┌────────

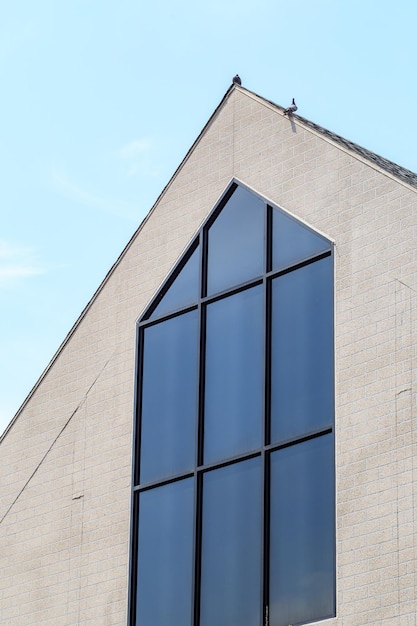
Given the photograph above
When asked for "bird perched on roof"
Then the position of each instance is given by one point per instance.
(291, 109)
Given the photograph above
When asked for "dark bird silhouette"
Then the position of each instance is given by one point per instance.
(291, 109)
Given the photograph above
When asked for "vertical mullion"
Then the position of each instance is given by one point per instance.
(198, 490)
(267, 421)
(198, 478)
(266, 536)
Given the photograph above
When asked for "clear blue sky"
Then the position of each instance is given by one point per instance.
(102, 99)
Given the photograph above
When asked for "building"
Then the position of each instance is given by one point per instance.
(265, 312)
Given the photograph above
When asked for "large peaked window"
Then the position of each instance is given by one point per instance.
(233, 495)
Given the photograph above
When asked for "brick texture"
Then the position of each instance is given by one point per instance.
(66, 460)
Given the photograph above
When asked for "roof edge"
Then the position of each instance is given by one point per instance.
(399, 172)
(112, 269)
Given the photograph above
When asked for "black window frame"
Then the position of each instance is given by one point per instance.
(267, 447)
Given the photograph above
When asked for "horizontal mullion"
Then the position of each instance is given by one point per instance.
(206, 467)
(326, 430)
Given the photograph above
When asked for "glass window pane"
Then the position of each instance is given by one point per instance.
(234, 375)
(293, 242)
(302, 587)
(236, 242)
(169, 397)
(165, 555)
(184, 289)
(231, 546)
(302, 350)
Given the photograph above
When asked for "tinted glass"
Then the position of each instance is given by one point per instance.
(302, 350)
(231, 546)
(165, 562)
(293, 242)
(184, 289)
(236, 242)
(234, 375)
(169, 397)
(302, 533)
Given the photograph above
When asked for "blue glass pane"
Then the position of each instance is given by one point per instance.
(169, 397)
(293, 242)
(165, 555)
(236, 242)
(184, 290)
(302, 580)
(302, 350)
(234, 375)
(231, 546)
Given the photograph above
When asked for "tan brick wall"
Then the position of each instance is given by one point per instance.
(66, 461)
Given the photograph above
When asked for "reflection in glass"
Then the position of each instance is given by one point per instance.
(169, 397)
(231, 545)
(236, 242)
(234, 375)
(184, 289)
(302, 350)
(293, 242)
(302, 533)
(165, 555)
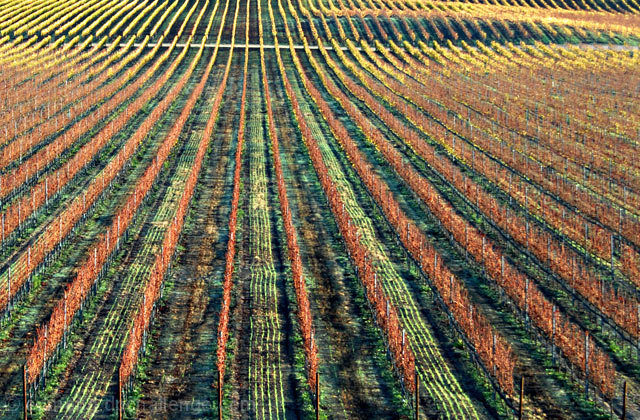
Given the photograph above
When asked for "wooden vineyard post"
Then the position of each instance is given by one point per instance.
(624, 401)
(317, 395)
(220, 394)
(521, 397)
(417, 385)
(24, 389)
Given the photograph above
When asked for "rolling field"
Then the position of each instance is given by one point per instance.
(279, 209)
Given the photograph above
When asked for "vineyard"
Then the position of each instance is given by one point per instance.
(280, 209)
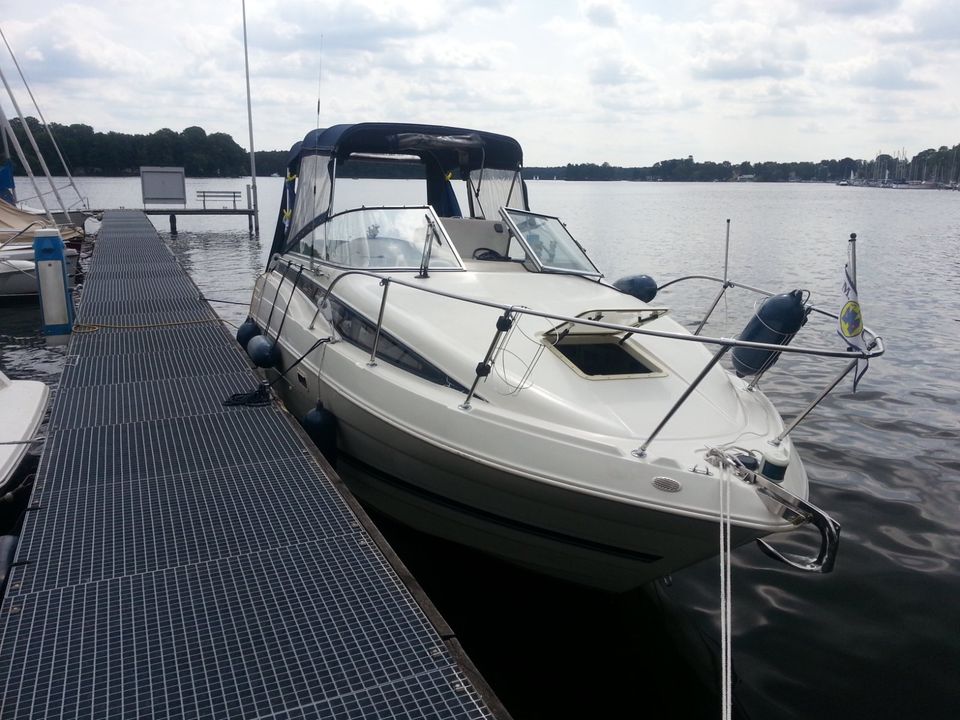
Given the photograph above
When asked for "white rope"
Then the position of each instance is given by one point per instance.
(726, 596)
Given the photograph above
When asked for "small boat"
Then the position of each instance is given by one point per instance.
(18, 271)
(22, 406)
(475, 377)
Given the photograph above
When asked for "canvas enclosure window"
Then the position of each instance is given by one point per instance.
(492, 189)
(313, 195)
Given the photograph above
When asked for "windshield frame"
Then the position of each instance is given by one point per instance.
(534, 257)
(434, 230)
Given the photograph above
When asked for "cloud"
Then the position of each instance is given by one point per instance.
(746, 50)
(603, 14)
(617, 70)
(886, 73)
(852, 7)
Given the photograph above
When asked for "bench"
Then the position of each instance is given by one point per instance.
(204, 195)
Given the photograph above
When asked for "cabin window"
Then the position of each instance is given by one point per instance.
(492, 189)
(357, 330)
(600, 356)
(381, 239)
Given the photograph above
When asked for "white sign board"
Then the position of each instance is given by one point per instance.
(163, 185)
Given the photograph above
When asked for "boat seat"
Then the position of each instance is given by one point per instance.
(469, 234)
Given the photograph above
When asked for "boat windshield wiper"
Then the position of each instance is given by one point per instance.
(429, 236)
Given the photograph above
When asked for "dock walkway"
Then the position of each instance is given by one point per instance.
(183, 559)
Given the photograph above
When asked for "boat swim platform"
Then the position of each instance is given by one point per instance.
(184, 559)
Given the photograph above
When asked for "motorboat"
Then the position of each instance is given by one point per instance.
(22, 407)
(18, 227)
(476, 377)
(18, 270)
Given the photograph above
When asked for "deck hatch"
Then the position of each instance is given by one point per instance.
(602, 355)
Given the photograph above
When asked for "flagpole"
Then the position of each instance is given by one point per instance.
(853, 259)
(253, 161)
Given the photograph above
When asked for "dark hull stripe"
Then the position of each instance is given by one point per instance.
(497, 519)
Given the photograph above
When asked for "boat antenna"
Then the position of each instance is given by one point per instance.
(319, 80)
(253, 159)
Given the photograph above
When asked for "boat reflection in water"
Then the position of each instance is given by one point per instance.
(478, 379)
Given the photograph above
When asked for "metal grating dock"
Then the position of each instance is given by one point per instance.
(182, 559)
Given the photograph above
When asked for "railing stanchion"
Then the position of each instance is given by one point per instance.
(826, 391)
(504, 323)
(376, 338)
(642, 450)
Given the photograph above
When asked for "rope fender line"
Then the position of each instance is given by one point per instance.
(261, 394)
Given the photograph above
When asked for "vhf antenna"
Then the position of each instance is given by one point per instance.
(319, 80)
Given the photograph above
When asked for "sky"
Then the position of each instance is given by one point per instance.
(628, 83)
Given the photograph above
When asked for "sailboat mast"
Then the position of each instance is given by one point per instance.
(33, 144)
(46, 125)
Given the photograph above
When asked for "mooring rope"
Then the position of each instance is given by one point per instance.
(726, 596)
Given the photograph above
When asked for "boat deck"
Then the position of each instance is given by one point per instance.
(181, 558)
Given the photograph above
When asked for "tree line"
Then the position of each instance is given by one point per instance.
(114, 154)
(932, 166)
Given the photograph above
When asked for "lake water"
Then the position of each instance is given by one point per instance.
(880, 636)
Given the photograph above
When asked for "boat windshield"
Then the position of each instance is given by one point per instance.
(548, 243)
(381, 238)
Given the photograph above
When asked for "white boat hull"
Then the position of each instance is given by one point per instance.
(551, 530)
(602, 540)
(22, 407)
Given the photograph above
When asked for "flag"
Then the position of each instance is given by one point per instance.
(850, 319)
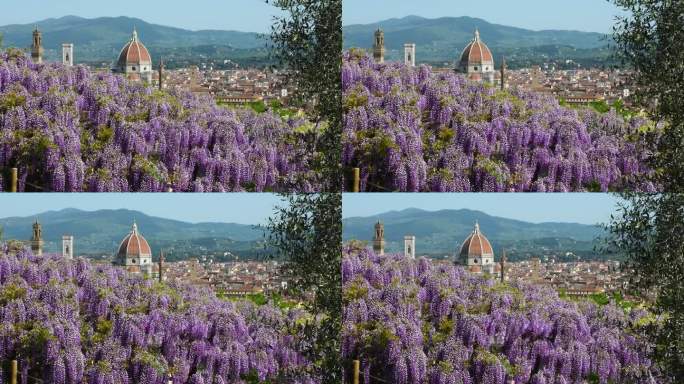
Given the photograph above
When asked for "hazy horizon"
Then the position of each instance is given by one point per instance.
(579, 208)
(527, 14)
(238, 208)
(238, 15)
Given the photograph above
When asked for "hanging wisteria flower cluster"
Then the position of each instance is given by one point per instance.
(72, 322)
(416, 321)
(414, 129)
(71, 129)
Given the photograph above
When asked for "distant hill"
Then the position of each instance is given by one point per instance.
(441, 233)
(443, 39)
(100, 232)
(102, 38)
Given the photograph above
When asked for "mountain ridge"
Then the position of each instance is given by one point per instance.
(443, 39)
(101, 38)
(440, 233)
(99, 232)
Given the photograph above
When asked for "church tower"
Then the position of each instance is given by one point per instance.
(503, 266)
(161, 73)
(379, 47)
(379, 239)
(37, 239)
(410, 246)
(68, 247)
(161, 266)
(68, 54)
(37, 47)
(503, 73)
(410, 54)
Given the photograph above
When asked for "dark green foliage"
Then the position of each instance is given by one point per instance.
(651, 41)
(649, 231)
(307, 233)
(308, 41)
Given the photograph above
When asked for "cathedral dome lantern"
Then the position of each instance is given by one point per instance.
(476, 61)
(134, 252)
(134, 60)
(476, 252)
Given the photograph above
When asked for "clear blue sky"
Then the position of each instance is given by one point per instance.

└────────

### REQUIRED WORK
Transcribe the full listing above exactly as it stands, minus the pictures.

### WORKED SOLUTION
Given the photograph above
When asked for "bird perched on roof"
Then the position of each instance is given by one point per instance.
(291, 109)
Given the photograph above
When asked for "dark bird silhouette"
Then the position of each instance is given by one point per instance.
(291, 109)
Given the photograph above
When asked for "vertical mullion"
Then the position of each instance is given by one point per instance.
(198, 490)
(267, 421)
(198, 478)
(266, 536)
Given the photograph above
When asked for "clear blue sky"
Then the position of each instance is given by one point per instance.
(102, 99)
Given the photograph above
When asked for "building"
Then the position of each instance is given by one point per instance.
(265, 312)
Given the photograph above
When asked for "large peaked window"
Then the position of each instance is given by one point per instance.
(233, 495)
Given the photograph above
When asked for "brick texture"
Then the position of each instance is given by one point per instance.
(66, 460)
Given the photograph above
When asked for "roof edge"
Then the position of each instance is given by one point per instance.
(399, 172)
(112, 269)
Given the photograph above
When asked for "black window frame"
Then the position of each instance is given by one point per instance.
(267, 447)
Given the photograph above
When asked for "horizontal mullion"
Then the position of each instance is given by one point per instance.
(206, 467)
(326, 430)
Given the photograph above
When asked for "glass window pane"
Then the position of each instance is given by one point per instance.
(234, 375)
(293, 242)
(302, 587)
(236, 242)
(169, 397)
(165, 555)
(184, 289)
(231, 546)
(302, 350)
Given the photograph above
When asked for "tinted glass"
Then the position of each instance is given by one point per instance.
(302, 350)
(231, 546)
(165, 562)
(293, 242)
(184, 289)
(236, 242)
(234, 375)
(169, 397)
(302, 533)
Given the photograph above
When asked for "blue glass pane"
Then the position of each instance is given by one point per instance.
(169, 397)
(293, 242)
(165, 555)
(236, 242)
(184, 290)
(302, 580)
(302, 350)
(234, 375)
(231, 546)
Given the photograph above
When asked for "tan brick wall"
Then the position of each instance is given by one point per instance.
(66, 461)
Given the photograph above
When asked for "reflection in glass"
Then the position of each instance is given by one point per instance.
(169, 397)
(231, 545)
(236, 242)
(234, 375)
(184, 289)
(302, 350)
(293, 242)
(302, 533)
(165, 555)
Given the photograph above
When asked for "wooden vineyard post"
Then the position of each instance is given by one point per instance.
(624, 401)
(317, 395)
(220, 394)
(521, 397)
(417, 385)
(24, 389)
Given the photograph above
When asked for "rolling field"
Then the position of each instance is given by one point per instance.
(279, 209)
Given the photograph above
When asked for "vineyard"
Then the position of each instance is given by one point per instance.
(280, 209)
Given the photograph above
When asked for "white rope"
Then the position of each instance is given by one point per instance.
(726, 596)
Given the photograph above
When asked for "small boat"
Then the position of each instance is given by one point per instance.
(18, 271)
(22, 406)
(475, 377)
Given the photograph above
When asked for "canvas enclosure window"
Then the position of each instance is given by one point per instance.
(492, 189)
(313, 195)
Given the photograph above
When asked for "windshield frame"
Then the position of each instance is given by one point per instance.
(534, 257)
(434, 230)
Given the photograph above
When asked for "cloud"
Then the position of each instance is given by one point per instance.
(746, 50)
(603, 14)
(617, 70)
(886, 73)
(852, 7)
Given the photograph above
When asked for "bench"
Then the position of each instance is given by one point per instance.
(204, 195)
Given the photograph above
When asked for "cabin window"
Then the position of each instance is given by one point per instance.
(492, 189)
(357, 330)
(600, 356)
(381, 239)
Given the photograph above
When asked for "white sign board"
Then the position of each instance is given by one point per instance.
(163, 185)
Given the photograph above
When asked for "boat seat"
Then the position of each instance is given by one point per instance.
(469, 234)
Given the photograph above
When asked for "boat windshield wiper"
Then the position of each instance is given by one point per instance.
(429, 236)
Given the photograph above
When asked for "dock walkway"
Then the position of each instance is given by one point per instance.
(183, 559)
Given the photograph above
When asked for "boat swim platform"
Then the position of each instance is given by one point per instance.
(184, 559)
Given the photograph above
When asked for "motorboat"
Then the position of each instance is given by one point per instance.
(22, 407)
(18, 227)
(476, 377)
(18, 270)
Given the photograph above
When asked for "deck hatch"
Then the position of each instance is given by one point per instance.
(602, 355)
Given the photograph above
When asked for "flagpole"
Then the position of each instance is given by one point per instance.
(853, 259)
(253, 161)
Given the photograph above
When asked for "dark hull stripe"
Then the position of each instance is given by one point per instance.
(497, 519)
Given the photograph above
When asked for "boat antenna"
Then the position of each instance is given by one point per instance.
(319, 80)
(253, 159)
Given the photograph above
When asked for "boat reflection in water"
Then the position of each instance is given by one point per instance.
(478, 379)
Given the photograph above
When asked for "metal grating dock"
Then the position of each instance is given by one point per instance.
(182, 559)
Given the photograph above
When asked for "railing stanchion"
Then the position of each instance is given by one point per instance.
(826, 391)
(504, 323)
(376, 338)
(642, 450)
Given the photograph above
When asked for "rope fender line"
Then the position of each instance is given by one point per instance.
(261, 394)
Given the photograph above
When asked for "vhf antenna"
Then the position of each instance is given by one point per instance.
(319, 80)
Given the photograph above
When asked for "sky"
Then the position of each instance is given by one point per instance.
(628, 83)
Given the photograph above
When asked for "sailboat mast"
Then the position of each instance is given by one point per instance.
(33, 144)
(46, 125)
Given the photograph above
When asked for "mooring rope"
Then the position of each instance is given by one point per instance.
(726, 596)
Given the photograph above
When asked for "boat deck"
Then the position of each instance is given by one point per instance.
(181, 558)
Given the photograph above
When asked for "tree line"
Then the position of each instance is given by one point per instance.
(114, 154)
(932, 166)
Given the photograph above
When asked for "lake water"
Then the position of each instance is given by one point per instance.
(880, 636)
Given the photograph above
When asked for "boat windshield"
Then the position of each instance is given by one point per instance.
(548, 243)
(381, 238)
Given the photograph above
When asked for "white boat hull"
Then the position of each instance is given by one point per instance.
(551, 530)
(602, 540)
(22, 407)
Given the photograph above
When asked for "flag"
Then the position of each instance is given by one point per instance.
(850, 319)
Given the photograph above
When asked for "hazy horizon"
Then the position of each instance is given by one point per instance.
(579, 208)
(527, 14)
(238, 208)
(238, 15)
Given the photograph above
When asked for "hanging wisteria flower cluster"
Then the position of each instance is given by one point per instance.
(72, 322)
(416, 321)
(414, 129)
(71, 129)
Given the photograph above
When asked for "distant hill"
Then the position of each instance is given by one point per instance.
(441, 233)
(443, 39)
(100, 232)
(102, 38)
Given the photograph above
When asked for "mountain ridge"
Then the position of each instance is given by one point per instance.
(443, 39)
(101, 38)
(440, 233)
(99, 232)
Given the photograph above
When asked for "church tower"
Then the position of each instance is given by one point per instance.
(503, 266)
(161, 73)
(379, 47)
(379, 239)
(37, 239)
(410, 246)
(68, 247)
(161, 266)
(68, 54)
(37, 47)
(503, 73)
(410, 54)
Given the photograph above
When asked for "dark green foliage"
Then the position of each instance is given by one point per instance.
(651, 41)
(649, 231)
(307, 233)
(308, 41)
Given the photograph above
When asked for "cathedral dome lantern"
Then the position of each instance is given by one point per instance.
(476, 61)
(134, 252)
(134, 60)
(476, 252)
Given the photograph above
When asked for "clear blue sky"
Then the position of each instance is given by one point per instance.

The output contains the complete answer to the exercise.